-- start of Supplied material --
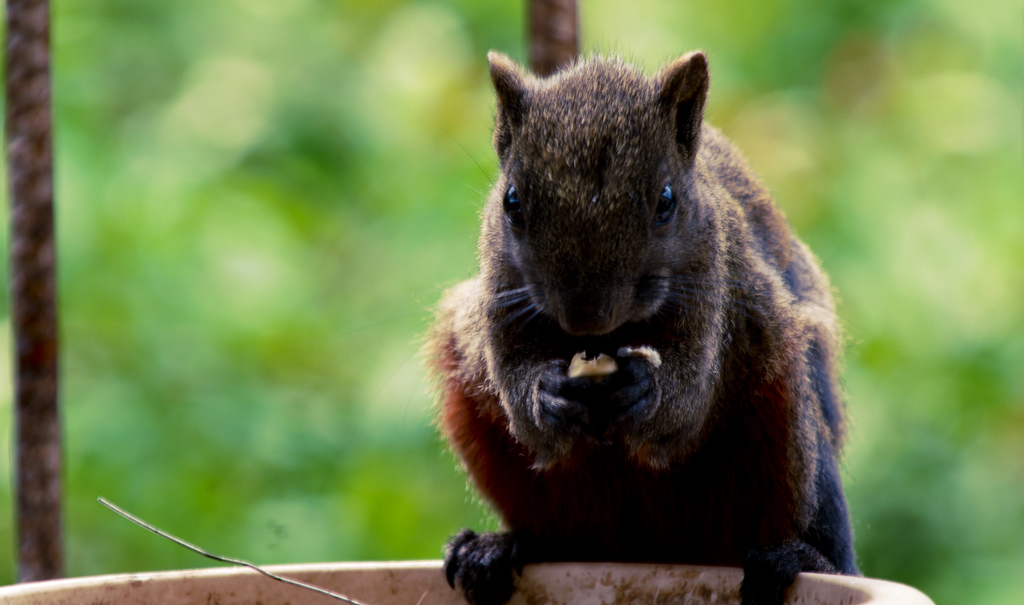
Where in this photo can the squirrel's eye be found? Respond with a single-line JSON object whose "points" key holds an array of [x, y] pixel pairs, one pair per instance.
{"points": [[666, 207], [513, 208]]}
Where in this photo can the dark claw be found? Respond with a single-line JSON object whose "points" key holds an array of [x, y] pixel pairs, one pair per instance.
{"points": [[482, 566], [452, 553], [769, 572]]}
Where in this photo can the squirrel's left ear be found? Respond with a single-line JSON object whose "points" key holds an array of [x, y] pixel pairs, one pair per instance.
{"points": [[510, 87], [683, 89]]}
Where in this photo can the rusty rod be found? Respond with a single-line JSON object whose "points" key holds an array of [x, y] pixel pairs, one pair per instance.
{"points": [[37, 425], [554, 37]]}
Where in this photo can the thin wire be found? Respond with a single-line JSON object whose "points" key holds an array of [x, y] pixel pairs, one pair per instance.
{"points": [[210, 555]]}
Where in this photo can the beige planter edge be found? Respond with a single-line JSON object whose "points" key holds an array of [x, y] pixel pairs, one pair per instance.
{"points": [[421, 582]]}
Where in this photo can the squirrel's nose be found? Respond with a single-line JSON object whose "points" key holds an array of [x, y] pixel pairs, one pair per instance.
{"points": [[587, 318]]}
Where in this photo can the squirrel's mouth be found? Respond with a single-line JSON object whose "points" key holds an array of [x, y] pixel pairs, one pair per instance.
{"points": [[561, 344]]}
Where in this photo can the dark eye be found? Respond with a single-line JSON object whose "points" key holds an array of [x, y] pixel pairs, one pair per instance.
{"points": [[513, 208], [666, 207]]}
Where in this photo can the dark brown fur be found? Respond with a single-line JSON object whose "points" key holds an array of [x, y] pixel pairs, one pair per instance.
{"points": [[729, 446]]}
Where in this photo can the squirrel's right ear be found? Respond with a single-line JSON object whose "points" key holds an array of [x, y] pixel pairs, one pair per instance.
{"points": [[683, 91], [510, 88]]}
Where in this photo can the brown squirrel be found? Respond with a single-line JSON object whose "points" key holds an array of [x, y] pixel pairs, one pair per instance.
{"points": [[621, 220]]}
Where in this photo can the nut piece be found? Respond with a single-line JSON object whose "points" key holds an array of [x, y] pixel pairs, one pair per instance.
{"points": [[598, 368], [646, 352]]}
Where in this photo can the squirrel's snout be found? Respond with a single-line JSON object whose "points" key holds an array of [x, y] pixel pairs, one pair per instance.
{"points": [[587, 318]]}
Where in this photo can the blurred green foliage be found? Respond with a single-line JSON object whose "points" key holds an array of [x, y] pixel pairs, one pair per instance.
{"points": [[259, 202]]}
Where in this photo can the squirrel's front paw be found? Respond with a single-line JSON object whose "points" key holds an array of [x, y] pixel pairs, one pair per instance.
{"points": [[632, 387], [482, 564]]}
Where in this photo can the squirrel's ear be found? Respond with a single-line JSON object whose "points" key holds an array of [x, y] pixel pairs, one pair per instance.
{"points": [[683, 91], [510, 88]]}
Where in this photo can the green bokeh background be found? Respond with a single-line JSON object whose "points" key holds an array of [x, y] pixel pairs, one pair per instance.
{"points": [[259, 201]]}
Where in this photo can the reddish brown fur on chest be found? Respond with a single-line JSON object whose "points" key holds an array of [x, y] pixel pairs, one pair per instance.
{"points": [[731, 494]]}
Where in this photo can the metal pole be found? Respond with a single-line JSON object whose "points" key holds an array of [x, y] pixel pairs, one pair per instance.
{"points": [[37, 423], [554, 38]]}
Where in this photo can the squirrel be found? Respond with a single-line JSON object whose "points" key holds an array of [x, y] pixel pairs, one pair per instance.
{"points": [[621, 222]]}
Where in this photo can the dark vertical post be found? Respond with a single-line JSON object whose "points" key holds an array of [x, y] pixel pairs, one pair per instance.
{"points": [[554, 38], [37, 426]]}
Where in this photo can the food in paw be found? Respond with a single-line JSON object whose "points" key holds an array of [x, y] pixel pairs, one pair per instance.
{"points": [[596, 368]]}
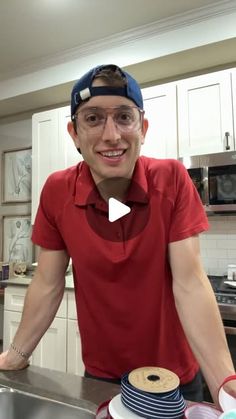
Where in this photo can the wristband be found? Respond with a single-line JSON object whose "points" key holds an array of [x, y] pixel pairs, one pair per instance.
{"points": [[19, 352]]}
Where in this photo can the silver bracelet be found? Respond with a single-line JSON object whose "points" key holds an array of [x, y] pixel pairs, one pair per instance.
{"points": [[21, 353]]}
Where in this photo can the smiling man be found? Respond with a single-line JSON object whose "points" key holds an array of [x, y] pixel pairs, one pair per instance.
{"points": [[143, 298]]}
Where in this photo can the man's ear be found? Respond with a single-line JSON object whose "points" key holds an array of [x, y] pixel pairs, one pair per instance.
{"points": [[71, 130], [144, 129]]}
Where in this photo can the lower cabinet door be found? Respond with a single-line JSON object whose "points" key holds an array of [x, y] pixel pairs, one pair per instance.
{"points": [[11, 322], [51, 350], [74, 356]]}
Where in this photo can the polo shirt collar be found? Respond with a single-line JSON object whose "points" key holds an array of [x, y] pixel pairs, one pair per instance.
{"points": [[86, 192]]}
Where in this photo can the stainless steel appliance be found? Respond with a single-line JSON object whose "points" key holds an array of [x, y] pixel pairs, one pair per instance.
{"points": [[214, 176]]}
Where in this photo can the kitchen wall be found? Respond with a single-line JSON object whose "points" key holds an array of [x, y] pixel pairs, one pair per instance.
{"points": [[15, 133], [218, 245]]}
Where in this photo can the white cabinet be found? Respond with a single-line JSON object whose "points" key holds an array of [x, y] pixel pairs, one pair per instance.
{"points": [[51, 350], [52, 148], [205, 114], [160, 110], [74, 356], [60, 347]]}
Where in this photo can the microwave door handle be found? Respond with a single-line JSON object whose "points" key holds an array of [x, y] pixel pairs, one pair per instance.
{"points": [[205, 186], [227, 146]]}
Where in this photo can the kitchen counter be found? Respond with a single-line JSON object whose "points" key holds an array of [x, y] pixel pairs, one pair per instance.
{"points": [[67, 388], [25, 281]]}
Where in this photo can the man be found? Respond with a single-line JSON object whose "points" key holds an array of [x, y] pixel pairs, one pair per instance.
{"points": [[141, 292]]}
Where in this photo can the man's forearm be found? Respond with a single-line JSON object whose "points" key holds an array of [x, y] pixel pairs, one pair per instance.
{"points": [[40, 307]]}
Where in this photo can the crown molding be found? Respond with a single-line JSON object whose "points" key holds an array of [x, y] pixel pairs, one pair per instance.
{"points": [[145, 32]]}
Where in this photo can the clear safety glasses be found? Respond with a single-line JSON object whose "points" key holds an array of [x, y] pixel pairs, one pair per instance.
{"points": [[127, 119]]}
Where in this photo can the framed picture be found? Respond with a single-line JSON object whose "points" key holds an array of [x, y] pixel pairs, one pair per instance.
{"points": [[16, 166], [16, 239]]}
-- end of Supplied material --
Directions for this task. Substitute "in this image" for "in this photo" throughout all of the records above, leaving everything else unchanged. Omit the pictures from your answer.

Exercise solution.
Where in this image can the squirrel's eye be found? Respond with a single-line JSON object whose "points" key holds an array of [x, y] pixel pairs, one pair per instance.
{"points": [[666, 207], [513, 208]]}
Where in this image can the dark claw be found? Respond with a single-line JSON object whose "points" key holds an array of [x, y] pixel pairs, one pair per instance.
{"points": [[482, 566], [452, 553], [769, 572]]}
Where in this image can the squirrel's left ear be found? Respond with a single-line JSON object whose "points" key holds an array of [x, y] pixel pairs, one pair per instance.
{"points": [[510, 87], [683, 89]]}
Where in this image can the rusty rod be found? Respond with a single-line JSON object whose "points" key holds an array of [x, y] pixel pairs, one pair per instance.
{"points": [[37, 425], [554, 37]]}
Where in this image can the thin wire be found? Respond with a single-line JSON object whose "points" key holds an array of [x, y] pixel pairs, one pair per instance.
{"points": [[210, 555]]}
Where in this image can the beige planter edge be found? Respond with a single-line JSON object whose "points" key holds an array of [x, y] pixel pairs, one pair per instance.
{"points": [[421, 582]]}
Where in this image can the squirrel's nose be found? Respond with a single-line JSON object whose "points" key holds an array of [x, y] pixel pairs, one pair per instance.
{"points": [[587, 318]]}
Where in this image can the squirrel's mouth be found? Respond with a single-line JSON object whose "points" key holds an array of [x, y] pixel pairs, one pair per instance.
{"points": [[561, 344]]}
Where in this image can the dark eye be found? Respond with a single-line JSON object whose "points" key holds an array of [x, y] pixel pairs, one pair per instance.
{"points": [[513, 208], [666, 207]]}
Where in this image can the dark brown fur be found? Respond with a single-line JSON object whose "points" key holds an array of [x, y] pixel pairs, one pair per instance.
{"points": [[729, 446]]}
Where in this image can the squirrel's right ear be found? Respond with a single-line JSON object whose "points" key holds an array of [x, y] pixel pairs, one pair per instance.
{"points": [[683, 91], [510, 88]]}
Where in this image can the brown squirrel be found? Respond with a single-line JSON object whose "points" key holds an array of [x, y] pixel pairs, one pair per instance.
{"points": [[621, 220]]}
Where in this image can the nut piece be found? Respond with a single-line JSON object whose "points" key holds an array of [x, y] pixel pairs, one pair per instance.
{"points": [[598, 368], [646, 352]]}
Where in this image can the squirrel's snout be found? Respond with a single-line JSON object whose "points" key holds an array of [x, y] pixel pairs, one pair per instance.
{"points": [[587, 318]]}
Where in this image can the blurred green foliage be found? Respond with a single-line JSON object whose "points" key holds an array of [x, y] pixel pairs, one pair per instance.
{"points": [[259, 202]]}
Where in this image can the squirrel's front paw be found? Respond with a single-line JSON object whose "points" key holds an array of [x, y] pixel pairs, one pair per instance.
{"points": [[632, 387], [482, 564]]}
Where in this image can the squirrel's ear be found? Respond with a single-line JSON object whose "points" key holds an array of [x, y] pixel pairs, one pair per instance.
{"points": [[683, 91], [510, 88]]}
Where in this image can the green bokeh background be found? Respond with a single-line JSON object whose "points" key holds an array of [x, y] pixel pairs, one pair per instance.
{"points": [[259, 201]]}
Where in this image can the reddish brown fur on chest be found? Respond with a single-line JSON object whose "points" key holds an array of [x, y] pixel pairs, one pair per instance.
{"points": [[731, 494]]}
Where in this image can the metal pole be found? Respond with a single-line JSON object whose "points" key holds an array of [x, y] pixel pairs, one pair per instance.
{"points": [[37, 423], [554, 38]]}
Where in this image can the squirrel be found? Respond with a single-line JSON object whose "points" key holds an array of [x, y] pixel pairs, one pair per instance.
{"points": [[621, 222]]}
Where in this image can the dark vertical post be found? Respond with a single-line JSON object whose "points" key holds an array of [x, y] pixel pairs, one pair per instance.
{"points": [[554, 38], [37, 426]]}
Where in this image can the food in paw be found? Respond with a single-line JSON object whose "points" key holds an array of [x, y] pixel pairs, one pair per instance.
{"points": [[596, 368]]}
Where in this image can the wristband be found? Respond with a single-line JSON object whose "points" key holds an array of [x, y] pixel pairs, one pair per instance.
{"points": [[19, 352]]}
Where in this image can the silver bracelet be found? Respond with a single-line JSON object whose "points" key holds an array of [x, y] pixel pairs, one pair per instance.
{"points": [[21, 353]]}
Where in this image can the smiling man be found? Respond with a single-line JSON object whose "points" key holds an array of [x, y] pixel pairs, one pair per instance.
{"points": [[143, 298]]}
Where in this image can the man's ear be found? Respond with a single-line JSON object whose "points" key holds an array of [x, y] pixel pairs, one pair per instance.
{"points": [[71, 130], [144, 129]]}
Where in this image can the lower cabinet door be found? Respond with a single-line JSON object whose "points" key holds an array of [x, y] pixel pairs, one pair per instance.
{"points": [[11, 322], [51, 350], [74, 356]]}
Where in this image can the polo shirt collar be found? Respond with a single-line JSON object whose "points" key holds an array of [x, y] pixel pairs, one pair per instance.
{"points": [[86, 192]]}
Where in this image can the stainless steel appliance be found? Respond with a single-line JSON object whose "points" key holds an array of [x, y] pixel pairs, one pair per instance.
{"points": [[214, 176]]}
Where in this image can the kitchen wall be found? Respond with a single-line JSON object whose "points" key holds an array of [x, y] pixel pairs, one pair per instance.
{"points": [[15, 133], [218, 245]]}
Where in this image can the white cabinet be found? Respond with a single-line JSON object whose "points" key holds an array of [x, y] pixel pairs, one pair per instance.
{"points": [[51, 350], [52, 148], [205, 114], [160, 110], [74, 356], [60, 347]]}
Where in this image can the microwave door handle be found? Respond with a single-line JSON object whose "points" key holds an array of [x, y] pixel pairs, one pair per instance.
{"points": [[205, 186], [227, 146]]}
Where in this image can the kitchen counter be found? Respond with a single-line JSON object whose "points" key holds an array of [x, y] pixel pairs, one pair per instance.
{"points": [[67, 388], [25, 281]]}
Where in this image can the man be found? Respond with a single-line JSON object whose "points" key holds an array of [x, y] pixel pairs, one pair per instance.
{"points": [[141, 292]]}
Where in this image can the man's forearm be found? Respond with a single-line JSON object whose "points" key holds an array of [x, y] pixel pairs, one pair per instance.
{"points": [[40, 307]]}
Where in this image can the crown molding be found? Respond with a single-line JSON object whose "points" key holds an array of [x, y] pixel pairs, one pair per instance.
{"points": [[145, 32]]}
Where in this image can the clear safety glasses be found? Respond with a single-line JSON object whose "points" key holds an array of [x, y] pixel pairs, one pair per instance.
{"points": [[127, 119]]}
Where in this image can the framed picture be found? Respond with a single-line JSON object whose "points" key holds an array of [x, y] pixel pairs, one pair per instance.
{"points": [[16, 166], [16, 239]]}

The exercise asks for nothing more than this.